══ Entries
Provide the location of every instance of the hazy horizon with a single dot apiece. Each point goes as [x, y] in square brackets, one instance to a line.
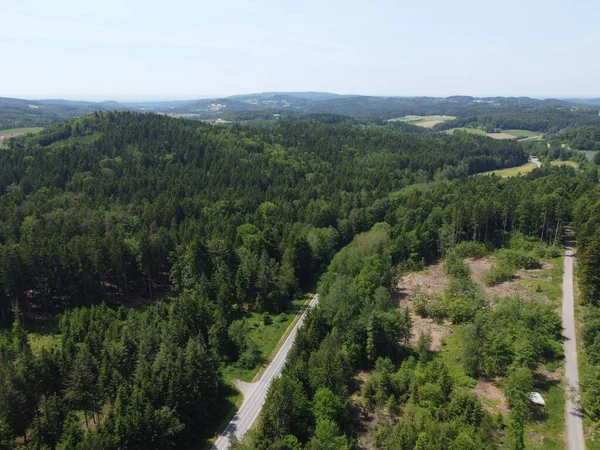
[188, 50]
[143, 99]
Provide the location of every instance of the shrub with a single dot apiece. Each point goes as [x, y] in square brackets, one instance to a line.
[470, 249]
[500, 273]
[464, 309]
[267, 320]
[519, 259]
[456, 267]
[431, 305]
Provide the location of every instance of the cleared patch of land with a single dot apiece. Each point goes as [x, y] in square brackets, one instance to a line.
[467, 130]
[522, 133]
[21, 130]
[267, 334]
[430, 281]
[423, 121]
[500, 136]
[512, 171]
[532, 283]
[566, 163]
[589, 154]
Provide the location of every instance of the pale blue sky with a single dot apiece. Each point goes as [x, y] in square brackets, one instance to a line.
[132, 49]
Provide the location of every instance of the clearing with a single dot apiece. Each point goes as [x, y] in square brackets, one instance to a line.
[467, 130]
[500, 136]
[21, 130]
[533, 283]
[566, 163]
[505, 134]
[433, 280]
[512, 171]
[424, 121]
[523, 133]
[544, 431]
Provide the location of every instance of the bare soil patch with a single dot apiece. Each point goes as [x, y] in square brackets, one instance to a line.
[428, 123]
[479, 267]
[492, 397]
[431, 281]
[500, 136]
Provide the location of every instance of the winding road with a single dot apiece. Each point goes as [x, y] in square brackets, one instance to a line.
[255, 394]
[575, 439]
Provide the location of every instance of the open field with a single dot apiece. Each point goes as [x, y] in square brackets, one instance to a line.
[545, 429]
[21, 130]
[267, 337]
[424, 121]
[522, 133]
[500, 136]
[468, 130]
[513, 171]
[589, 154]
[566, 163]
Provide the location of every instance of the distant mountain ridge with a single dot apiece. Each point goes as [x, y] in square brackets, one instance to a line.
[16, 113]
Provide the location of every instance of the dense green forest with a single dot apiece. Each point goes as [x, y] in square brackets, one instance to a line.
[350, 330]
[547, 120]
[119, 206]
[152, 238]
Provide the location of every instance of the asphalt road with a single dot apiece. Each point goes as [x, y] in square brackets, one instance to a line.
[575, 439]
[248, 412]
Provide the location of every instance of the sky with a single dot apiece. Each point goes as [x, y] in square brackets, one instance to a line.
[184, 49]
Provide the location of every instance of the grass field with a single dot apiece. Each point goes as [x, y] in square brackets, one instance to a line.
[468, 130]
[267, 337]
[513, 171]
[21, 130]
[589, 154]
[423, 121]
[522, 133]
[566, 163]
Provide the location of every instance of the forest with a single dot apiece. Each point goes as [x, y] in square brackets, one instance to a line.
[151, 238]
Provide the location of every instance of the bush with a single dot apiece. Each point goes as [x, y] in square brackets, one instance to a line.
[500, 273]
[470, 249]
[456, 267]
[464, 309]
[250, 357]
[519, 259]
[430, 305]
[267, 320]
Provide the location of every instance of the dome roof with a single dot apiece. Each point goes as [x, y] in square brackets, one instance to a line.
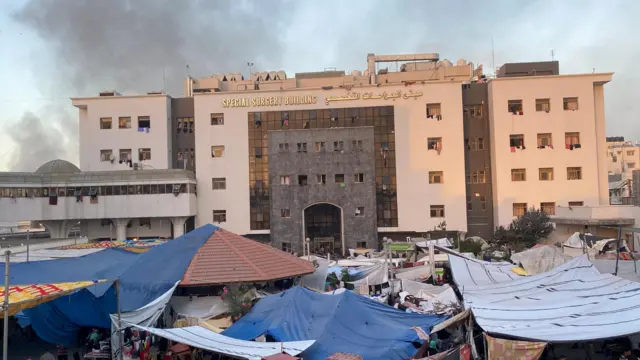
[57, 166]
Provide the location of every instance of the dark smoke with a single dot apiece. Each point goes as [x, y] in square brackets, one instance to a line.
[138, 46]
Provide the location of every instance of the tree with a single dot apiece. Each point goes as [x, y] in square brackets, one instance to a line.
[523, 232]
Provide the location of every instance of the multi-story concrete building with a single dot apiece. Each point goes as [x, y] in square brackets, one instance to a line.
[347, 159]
════
→ **Task goal**: From the line containing "Provide the location of every instance of the asphalt" down to the last line of the data, print every line exactly and nothing else. Pictures stay out of the copy.

→ **Written answer**:
Provide the location of every instance of the asphalt road with a single dot apiece. Each point goes as [x, y] in square brackets, one instance to a line.
[575, 439]
[248, 412]
Provide the location of every instance of the sky with a single dot apiece. Each point goes as [x, y] in square brackets, one instance to a line.
[184, 49]
Provide the location of every instance of the grass field with a single dot apiece. Each point goes as [x, y] in square brackets, one instance to a line.
[468, 130]
[267, 337]
[513, 171]
[21, 130]
[589, 154]
[423, 121]
[522, 133]
[566, 163]
Provide the location of every instance of the forest with a single dot apiece. Each point goes as [x, y] in square brackets, one instance to a line.
[151, 238]
Provide the location of every instance of the bush with a single dot apiece. Each point goes as [x, y] in square brackets, one instance to a line.
[500, 273]
[470, 249]
[456, 267]
[464, 309]
[250, 357]
[519, 259]
[430, 305]
[267, 320]
Provide the location of every instance of the dome roof with a single dot apiece. Each point goes as [x, y] in square brackets, one instance to a line.
[57, 166]
Provide the location of every instance of the dark smoke with a single dot apiece. Each point goes as [x, y] in square brackets, one instance to a line.
[138, 46]
Provide the location of every instance of the tree with a single dot apiece. Each point goes as [x, y] in square brackets, one instance to a line.
[523, 232]
Provide the location of every instance of the multi-story concrete building with a single dot apiece. Each point goes as [x, y] in square brackets, one instance to a line.
[347, 159]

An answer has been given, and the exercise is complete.